> **Passage provided**
# # # # # # #

You wake up one night with abdominal pain that starts around your navel (“belly button”) and within a few hours it moves to the lower right section of your abdomen. The pain is so significant that you can’t go back to sleep. Naturally, you make the decision to go to the ER. It’s December, right around Christmas time. The ER doctor calls the general surgeon on call because the assumed diagnosis is appendicitis and the CT scan the ER doctor ordered proves this diagnosis.
When the general surgeon comes to your bedside, your first thought is that he/she looks too young to be a surgeon. You shouldn’t be surprised. Your untimely bout with appendicitis is so close to December 25th that the doctor most likely to be taking call is the new guy! Basically, your treatment and recovery depend on the new surgeon that’s less than 6 months removed from finishing their training. Whether you’re comfortable with this freshly minted surgeon is a moot point. Your condition requires emergency care and you are automatically assigned to the doctor on call. You hope that this doctor is prepared and trained to remove your appendix. Hopefully all goes well.
But what if you have a surgically correctable problem that isn’t emergent and allows you the time to do your research online, read reviews, and look at pre and postop photos (in the case of a plastic surgeon). Would you feel comfortable choosing a new surgeon that just finished their training? Well, new research suggests that you shouldn’t feel comfortable with a surgeon fresh out of training.
Dr. Frank Lewis, the Executive Director of the American Board of Surgery, leads the accrediting body that bestows the title “Board Certified” on surgeons that finish a General Surgery residency and pass a written and oral examination process. This is a process that I successfully completed in 2005, at the beginning of my plastic surgery fellowship. In the October 2012 issue of Annals of Surgery, Dr. Lewis points out that while 15% of surgeons failed these exams a decade ago, that failure rate has risen to 30% now. This kind of quantitative statistic is sobering. While other studies suggest poor preparation of new surgeons that finish their residency and choose additional training in a fellowship prior to going into practice, those studies are more subjective and based on surveys, not statistical rates of passing and failing.
Now, you may say that how well you do on exams doesn’t translate into how you do in practice. However, there is some truth to the saying that the eyes don’t see what the mind doesn’t know. In other words, if you are unfamiliar with the signs and symptoms of a particular disease process, you may not recognize it in the ER and therefore you may not make the correct diagnosis followed by the correct treatment.
So what led to the increase in failure rates? The most obvious suspected culprit in this wave of unprepared surgeons is the relatively new cap on the number of hours any resident can work in a week. Before 2003, there was no limitation on the number of hours a resident could work in the hospital. On July 1st, 2003, the beginning of my fourth year of general surgery residency, residents were limited to 80 hours of work per week. Since then, more “duty hour requirements”, as they’re called, have been instituted. While working exhausted trainees (residents) over 100 hours per week may be excessive, the recent studies suggest that more practice, made perfect. Not all residency programs are made equal and not all surgeons-in-training are equal but it’s an easy assumption that the doctor that has had more opportunities to practice their trade with appropriate supervision in residency will be better prepared after training when they’re on their own.
How does this affect you and the economics of healthcare? Simple. As work duty hours limit the amount of training, doctors will be forced into additional training after residency (in other words, they will pursue specialty training in fellowship programs). This will cost taxpayers more money since Medicare dollars subsidize residency and fellowship training. More fellowship-trained doctors lead to more specialists/fewer generalists, which leads to higher reimbursement rates for specialists and lower reimbursement rates for generalists – the exact opposite incentive most healthcare models have envisioned for the future delivery of care in America.

# # # # # # #

> **Available data**
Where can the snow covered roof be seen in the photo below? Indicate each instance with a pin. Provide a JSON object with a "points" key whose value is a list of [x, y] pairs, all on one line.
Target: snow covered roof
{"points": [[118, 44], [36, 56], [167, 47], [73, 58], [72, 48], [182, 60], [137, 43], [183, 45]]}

# # # # # # #

Answer these about the article on surgeon training:
(a) What board exam failure rate does Dr. Lewis give for now, and what was it a decade ago?
(b) On what date were residents first limited to 80 hours of work per week?
(c) What subsidizes residency and fellowship training?
The data has no connection to the article on surgeon training.

(a) 30% now, up from 15% a decade ago.
(b) July 1st, 2003.
(c) Medicare dollars.